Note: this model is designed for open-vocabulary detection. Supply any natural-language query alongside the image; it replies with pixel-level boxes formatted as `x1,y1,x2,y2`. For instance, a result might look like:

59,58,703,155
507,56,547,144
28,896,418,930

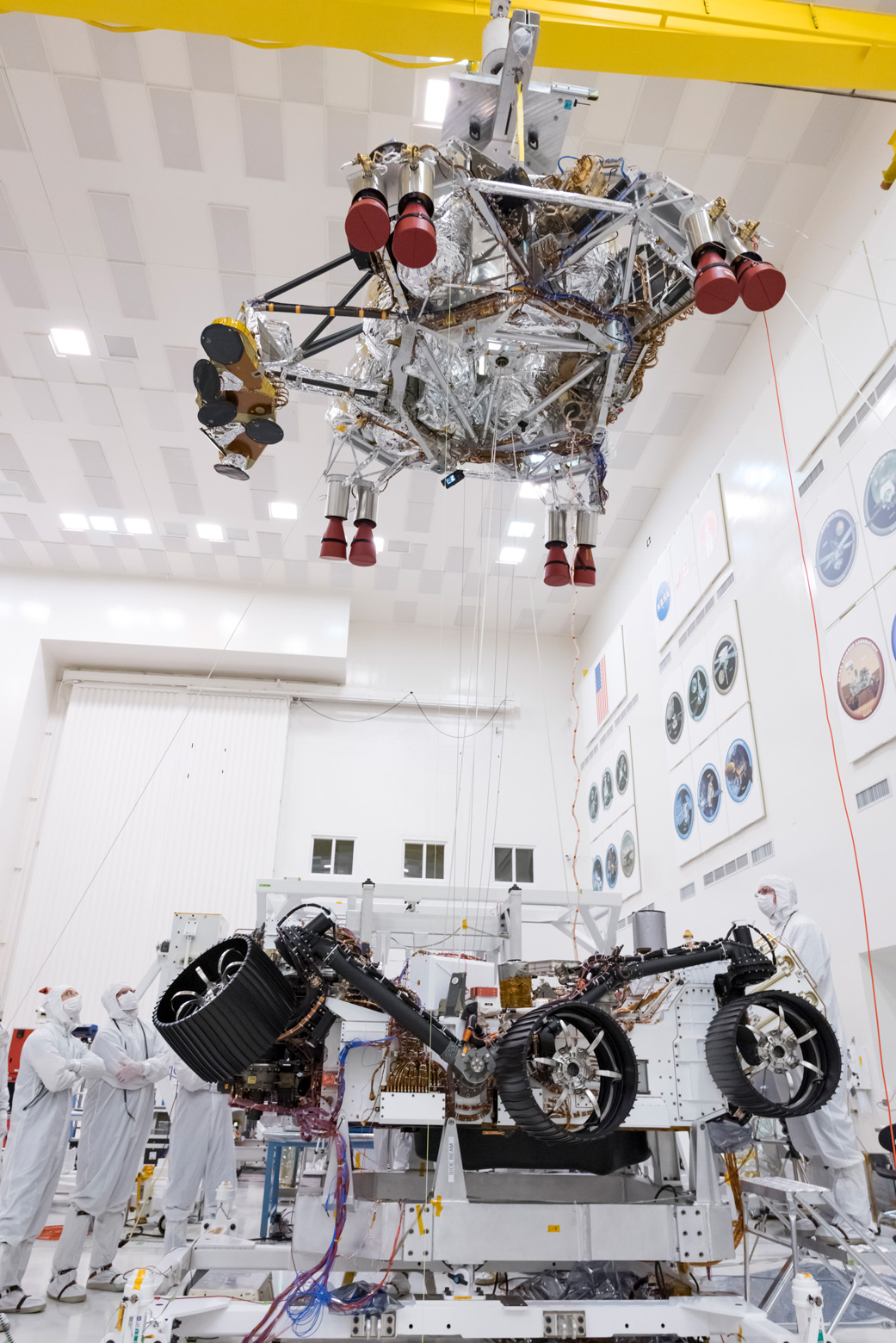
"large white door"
3,684,289,1026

⁂

* [What is needed]: Render every line of the records as a Markdown table with the columns Row and Text, leaving out blank lines and the pictures.

* [Solution for this problem]:
| Row | Text |
|---|---|
| 1 | Note: this model is designed for open-vocabulary detection. Supply any natural-language query alongside the image; it replies with pixel-level boxes formatted as `x1,y1,x2,y2`. For instance, a result might look like: |
| 2 | 59,58,703,155 |
| 3 | 507,56,547,144 |
| 4 | 28,896,418,930 |
| 5 | "large white door" |
| 6 | 3,684,289,1026 |